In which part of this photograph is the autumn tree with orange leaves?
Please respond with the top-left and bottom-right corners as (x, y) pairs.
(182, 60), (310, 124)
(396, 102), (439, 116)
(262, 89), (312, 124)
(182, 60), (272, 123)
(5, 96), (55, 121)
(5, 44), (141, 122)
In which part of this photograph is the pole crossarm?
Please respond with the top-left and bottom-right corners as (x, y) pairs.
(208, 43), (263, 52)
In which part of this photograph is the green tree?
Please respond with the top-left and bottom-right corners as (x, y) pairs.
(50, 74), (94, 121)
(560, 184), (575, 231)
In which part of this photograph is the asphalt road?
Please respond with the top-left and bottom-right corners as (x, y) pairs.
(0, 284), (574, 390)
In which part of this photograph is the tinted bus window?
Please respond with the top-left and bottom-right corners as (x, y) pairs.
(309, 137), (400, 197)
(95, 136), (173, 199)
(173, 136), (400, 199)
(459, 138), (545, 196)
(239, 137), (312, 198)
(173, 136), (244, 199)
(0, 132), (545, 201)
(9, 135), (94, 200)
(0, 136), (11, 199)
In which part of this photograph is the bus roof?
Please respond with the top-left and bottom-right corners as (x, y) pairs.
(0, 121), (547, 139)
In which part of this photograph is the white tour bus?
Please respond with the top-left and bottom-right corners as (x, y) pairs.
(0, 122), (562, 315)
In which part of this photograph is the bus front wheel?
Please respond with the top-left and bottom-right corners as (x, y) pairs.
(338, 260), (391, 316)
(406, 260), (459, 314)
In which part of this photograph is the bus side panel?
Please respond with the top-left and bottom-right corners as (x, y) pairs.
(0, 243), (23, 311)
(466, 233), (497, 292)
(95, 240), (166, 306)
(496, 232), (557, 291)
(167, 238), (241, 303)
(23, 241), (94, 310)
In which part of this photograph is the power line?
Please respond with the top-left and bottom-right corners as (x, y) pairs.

————————

WHAT IS EXPECTED: The response is the exact set of lines from the one holding "In which part of this photograph is the bus side" through the last line of the material.

RESPONSE FOR THIS EXERCISE:
In which part of this photograph is the bus side panel?
Please respond with the top-left and bottom-right corners as (x, y) pairs.
(0, 243), (23, 311)
(466, 233), (497, 292)
(95, 240), (166, 306)
(496, 232), (557, 291)
(167, 238), (241, 303)
(23, 241), (94, 310)
In which part of this photograph is the power line?
Please respond with the top-left and bottom-right corners as (x, y) pairs.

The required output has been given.